#### Stated problem
Express each line of the records below as a JSON list of strings, one string per line, leaving out any blank lines.

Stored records
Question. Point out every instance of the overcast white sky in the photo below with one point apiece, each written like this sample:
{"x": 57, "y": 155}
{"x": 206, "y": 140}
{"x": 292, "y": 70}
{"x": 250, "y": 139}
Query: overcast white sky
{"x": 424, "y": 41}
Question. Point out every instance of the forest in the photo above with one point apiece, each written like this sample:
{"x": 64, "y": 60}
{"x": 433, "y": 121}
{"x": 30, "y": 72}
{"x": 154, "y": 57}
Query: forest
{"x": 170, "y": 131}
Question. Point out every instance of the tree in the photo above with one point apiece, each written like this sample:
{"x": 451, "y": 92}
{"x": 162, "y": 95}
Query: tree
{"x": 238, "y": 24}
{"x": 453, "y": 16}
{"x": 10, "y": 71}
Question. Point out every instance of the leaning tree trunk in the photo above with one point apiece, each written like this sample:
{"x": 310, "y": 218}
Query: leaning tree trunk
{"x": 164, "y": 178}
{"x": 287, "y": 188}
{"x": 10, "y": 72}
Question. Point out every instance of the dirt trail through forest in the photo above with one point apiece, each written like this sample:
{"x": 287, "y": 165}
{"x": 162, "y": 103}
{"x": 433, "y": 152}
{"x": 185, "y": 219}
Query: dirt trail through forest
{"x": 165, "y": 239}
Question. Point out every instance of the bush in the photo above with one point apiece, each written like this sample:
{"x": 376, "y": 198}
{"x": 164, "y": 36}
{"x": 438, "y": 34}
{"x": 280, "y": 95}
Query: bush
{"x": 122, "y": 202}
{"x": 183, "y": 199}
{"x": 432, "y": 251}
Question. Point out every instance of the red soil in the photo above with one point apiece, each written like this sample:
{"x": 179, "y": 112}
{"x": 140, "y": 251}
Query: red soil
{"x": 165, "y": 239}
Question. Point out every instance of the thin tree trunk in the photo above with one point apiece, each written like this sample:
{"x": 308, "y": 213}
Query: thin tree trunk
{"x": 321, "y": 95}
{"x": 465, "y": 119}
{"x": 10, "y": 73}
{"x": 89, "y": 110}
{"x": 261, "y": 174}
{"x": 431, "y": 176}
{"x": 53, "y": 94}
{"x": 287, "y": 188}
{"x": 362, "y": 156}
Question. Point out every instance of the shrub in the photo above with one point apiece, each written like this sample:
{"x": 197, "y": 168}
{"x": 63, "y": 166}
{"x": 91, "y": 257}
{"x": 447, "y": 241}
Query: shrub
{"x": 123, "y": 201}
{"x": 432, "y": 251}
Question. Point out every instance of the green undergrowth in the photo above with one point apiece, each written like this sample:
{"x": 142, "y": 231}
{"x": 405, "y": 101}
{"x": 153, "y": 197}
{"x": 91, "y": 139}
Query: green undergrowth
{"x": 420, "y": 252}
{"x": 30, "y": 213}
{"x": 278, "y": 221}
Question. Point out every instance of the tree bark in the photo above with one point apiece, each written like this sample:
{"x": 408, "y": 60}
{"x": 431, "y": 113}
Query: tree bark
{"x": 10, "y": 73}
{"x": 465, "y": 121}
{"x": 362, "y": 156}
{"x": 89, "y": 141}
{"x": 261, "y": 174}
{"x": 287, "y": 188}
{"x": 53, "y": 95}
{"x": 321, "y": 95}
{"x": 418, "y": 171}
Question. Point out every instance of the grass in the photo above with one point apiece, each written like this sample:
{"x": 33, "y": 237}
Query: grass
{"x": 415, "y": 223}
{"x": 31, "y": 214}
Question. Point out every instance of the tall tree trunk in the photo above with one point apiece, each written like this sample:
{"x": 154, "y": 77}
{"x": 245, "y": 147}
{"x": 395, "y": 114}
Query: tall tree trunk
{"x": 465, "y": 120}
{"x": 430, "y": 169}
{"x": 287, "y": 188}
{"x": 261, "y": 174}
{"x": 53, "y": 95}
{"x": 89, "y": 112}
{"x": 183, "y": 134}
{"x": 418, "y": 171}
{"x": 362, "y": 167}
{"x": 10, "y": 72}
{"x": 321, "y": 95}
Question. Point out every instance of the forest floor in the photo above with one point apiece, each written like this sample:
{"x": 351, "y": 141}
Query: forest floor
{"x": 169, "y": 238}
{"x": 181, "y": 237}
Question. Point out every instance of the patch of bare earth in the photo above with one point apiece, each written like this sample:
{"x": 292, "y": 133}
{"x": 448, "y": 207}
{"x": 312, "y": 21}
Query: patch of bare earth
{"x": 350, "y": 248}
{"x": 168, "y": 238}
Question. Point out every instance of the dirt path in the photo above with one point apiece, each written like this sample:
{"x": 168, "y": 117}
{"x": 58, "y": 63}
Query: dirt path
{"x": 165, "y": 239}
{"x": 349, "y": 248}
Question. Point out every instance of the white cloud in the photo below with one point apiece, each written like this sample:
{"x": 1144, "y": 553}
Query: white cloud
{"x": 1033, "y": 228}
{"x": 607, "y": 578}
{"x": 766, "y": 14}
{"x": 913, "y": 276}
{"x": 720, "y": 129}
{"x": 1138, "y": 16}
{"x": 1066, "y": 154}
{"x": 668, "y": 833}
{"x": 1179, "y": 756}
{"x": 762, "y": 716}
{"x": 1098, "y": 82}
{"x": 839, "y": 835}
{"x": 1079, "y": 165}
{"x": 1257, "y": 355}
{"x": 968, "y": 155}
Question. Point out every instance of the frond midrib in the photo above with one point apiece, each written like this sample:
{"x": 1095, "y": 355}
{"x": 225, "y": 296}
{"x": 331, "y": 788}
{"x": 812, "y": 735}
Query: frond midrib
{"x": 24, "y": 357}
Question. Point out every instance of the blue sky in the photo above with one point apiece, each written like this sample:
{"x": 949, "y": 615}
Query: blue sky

#### Reply to the task
[
  "Question. Point out every instance of the overcast white sky in the photo below with one point apiece, each written like this sample:",
  "{\"x\": 57, \"y\": 155}",
  "{\"x\": 206, \"y\": 140}",
  "{\"x\": 292, \"y\": 70}",
  "{\"x\": 250, \"y\": 139}",
  "Query: overcast white sky",
  "{\"x\": 424, \"y\": 41}",
  "Question. Point out every instance of the forest in the photo above with one point apiece, each written like this sample:",
  "{\"x\": 64, \"y\": 60}",
  "{\"x\": 433, \"y\": 121}",
  "{\"x\": 30, \"y\": 72}",
  "{\"x\": 154, \"y\": 57}",
  "Query: forest",
  "{\"x\": 170, \"y\": 131}",
  "Question. Point out every instance of the tree in the photo above with one point apiece, each written like this sample:",
  "{\"x\": 451, \"y\": 92}",
  "{\"x\": 162, \"y\": 95}",
  "Query: tree",
  "{\"x\": 238, \"y\": 24}",
  "{\"x\": 453, \"y\": 16}",
  "{\"x\": 10, \"y\": 71}",
  "Question. Point out every instance of the leaning tree trunk in the photo above with one point apiece, each written like this sample:",
  "{\"x\": 310, \"y\": 218}",
  "Query: leaning tree trunk",
  "{\"x\": 164, \"y\": 178}",
  "{\"x\": 287, \"y\": 188}",
  "{\"x\": 10, \"y\": 72}",
  "Question. Point out every instance of the dirt trail through forest in the photo above with one point apiece, each written like this sample:",
  "{\"x\": 287, \"y\": 165}",
  "{\"x\": 162, \"y\": 103}",
  "{\"x\": 433, \"y\": 152}",
  "{\"x\": 185, \"y\": 219}",
  "Query: dirt trail through forest",
  "{\"x\": 165, \"y\": 239}",
  "Question. Point out every instance of the bush in the photo above with one point apiece, each written like this sample:",
  "{\"x\": 376, \"y\": 198}",
  "{\"x\": 164, \"y\": 36}",
  "{\"x\": 438, \"y\": 34}",
  "{\"x\": 280, \"y\": 95}",
  "Query: bush",
  "{\"x\": 122, \"y\": 202}",
  "{\"x\": 183, \"y\": 199}",
  "{\"x\": 432, \"y\": 251}",
  "Question. Point out every instance of the red soil in the photo above with one point apiece, each written like this sample:",
  "{\"x\": 179, \"y\": 112}",
  "{\"x\": 140, \"y\": 251}",
  "Query: red soil",
  "{\"x\": 165, \"y\": 239}",
  "Question. Point out every instance of the thin tree trunk in the photo above with one point apiece, each written like this sample:",
  "{\"x\": 308, \"y\": 213}",
  "Query: thin tree trunk",
  "{\"x\": 321, \"y\": 95}",
  "{\"x\": 465, \"y\": 119}",
  "{\"x\": 10, \"y\": 73}",
  "{\"x\": 89, \"y\": 110}",
  "{\"x\": 261, \"y\": 174}",
  "{\"x\": 431, \"y\": 176}",
  "{\"x\": 53, \"y\": 94}",
  "{\"x\": 287, \"y\": 188}",
  "{\"x\": 362, \"y\": 156}",
  "Question. Point out every instance of the shrub in the photo above with one point apiece, each written like this sample:",
  "{\"x\": 197, \"y\": 168}",
  "{\"x\": 63, \"y\": 166}",
  "{\"x\": 91, \"y\": 257}",
  "{\"x\": 447, \"y\": 241}",
  "Query: shrub",
  "{\"x\": 123, \"y\": 201}",
  "{\"x\": 432, \"y\": 251}",
  "Question. Point out every instance of the green undergrowth in the photo above with one point apiece, each written like this sample:",
  "{\"x\": 142, \"y\": 231}",
  "{\"x\": 405, \"y\": 101}",
  "{\"x\": 153, \"y\": 197}",
  "{\"x\": 91, \"y\": 139}",
  "Query: green undergrowth",
  "{\"x\": 420, \"y\": 252}",
  "{\"x\": 30, \"y\": 213}",
  "{\"x\": 278, \"y\": 221}",
  "Question. Point out every instance of the tree bark in the photo above with one point apiece, each written like this sample:",
  "{\"x\": 408, \"y\": 60}",
  "{\"x\": 431, \"y\": 113}",
  "Query: tree bark",
  "{\"x\": 10, \"y\": 73}",
  "{\"x\": 465, \"y\": 121}",
  "{\"x\": 362, \"y\": 156}",
  "{\"x\": 89, \"y\": 141}",
  "{\"x\": 261, \"y\": 174}",
  "{\"x\": 287, \"y\": 188}",
  "{\"x\": 53, \"y\": 95}",
  "{\"x\": 321, \"y\": 95}",
  "{\"x\": 418, \"y\": 171}",
  "Question. Point out every instance of the grass in the photo above with one point apiece, each written like this sample:",
  "{\"x\": 33, \"y\": 237}",
  "Query: grass",
  "{\"x\": 415, \"y\": 223}",
  "{\"x\": 31, \"y\": 214}",
  "Question. Point out every instance of the tall tree trunk in the photo above with one point apiece, each written like this sample:",
  "{\"x\": 154, \"y\": 77}",
  "{\"x\": 245, \"y\": 147}",
  "{\"x\": 395, \"y\": 114}",
  "Query: tall tree trunk",
  "{\"x\": 465, \"y\": 120}",
  "{\"x\": 430, \"y\": 169}",
  "{\"x\": 287, \"y\": 188}",
  "{\"x\": 261, \"y\": 174}",
  "{\"x\": 53, \"y\": 95}",
  "{\"x\": 89, \"y\": 112}",
  "{\"x\": 183, \"y\": 134}",
  "{\"x\": 418, \"y\": 171}",
  "{\"x\": 362, \"y\": 167}",
  "{\"x\": 10, \"y\": 72}",
  "{\"x\": 321, \"y\": 95}",
  "Question. Point out every instance of the forest floor in the photo above with one point apiece, each written like this sample:",
  "{\"x\": 351, \"y\": 141}",
  "Query: forest floor",
  "{\"x\": 169, \"y\": 238}",
  "{\"x\": 181, \"y\": 237}",
  "Question. Point out every instance of the patch of bare earth in the photo above with one point apiece, each written like this sample:",
  "{\"x\": 292, \"y\": 133}",
  "{\"x\": 448, \"y\": 207}",
  "{\"x\": 312, \"y\": 21}",
  "Query: patch of bare earth",
  "{\"x\": 350, \"y\": 248}",
  "{\"x\": 168, \"y\": 238}",
  "Question. Point out every instance of the dirt path in the photo above with one point apiece, each written like this sample:",
  "{\"x\": 168, \"y\": 117}",
  "{\"x\": 58, \"y\": 63}",
  "Query: dirt path",
  "{\"x\": 165, \"y\": 239}",
  "{\"x\": 349, \"y\": 248}",
  "Question. Point out every instance of the white cloud in the photo below with one point apiece, each written like this sample:",
  "{\"x\": 1144, \"y\": 553}",
  "Query: white cloud",
  "{\"x\": 1033, \"y\": 228}",
  "{\"x\": 607, \"y\": 578}",
  "{\"x\": 766, \"y\": 14}",
  "{\"x\": 913, \"y\": 276}",
  "{\"x\": 720, \"y\": 129}",
  "{\"x\": 1138, \"y\": 16}",
  "{\"x\": 1066, \"y\": 154}",
  "{\"x\": 668, \"y\": 833}",
  "{\"x\": 1179, \"y\": 756}",
  "{\"x\": 762, \"y\": 716}",
  "{\"x\": 1098, \"y\": 82}",
  "{\"x\": 839, \"y\": 835}",
  "{\"x\": 1079, \"y\": 165}",
  "{\"x\": 1257, \"y\": 355}",
  "{\"x\": 968, \"y\": 155}",
  "Question. Point out every instance of the frond midrib in the photo above with one point apiece, each written like this sample:",
  "{\"x\": 1095, \"y\": 355}",
  "{\"x\": 225, \"y\": 296}",
  "{\"x\": 331, \"y\": 788}",
  "{\"x\": 812, \"y\": 735}",
  "Query: frond midrib",
  "{\"x\": 24, \"y\": 357}",
  "Question. Point out every instance of the blue sky in the photo above with one point apiece, each written like this sample:",
  "{\"x\": 949, \"y\": 615}",
  "Query: blue sky"
]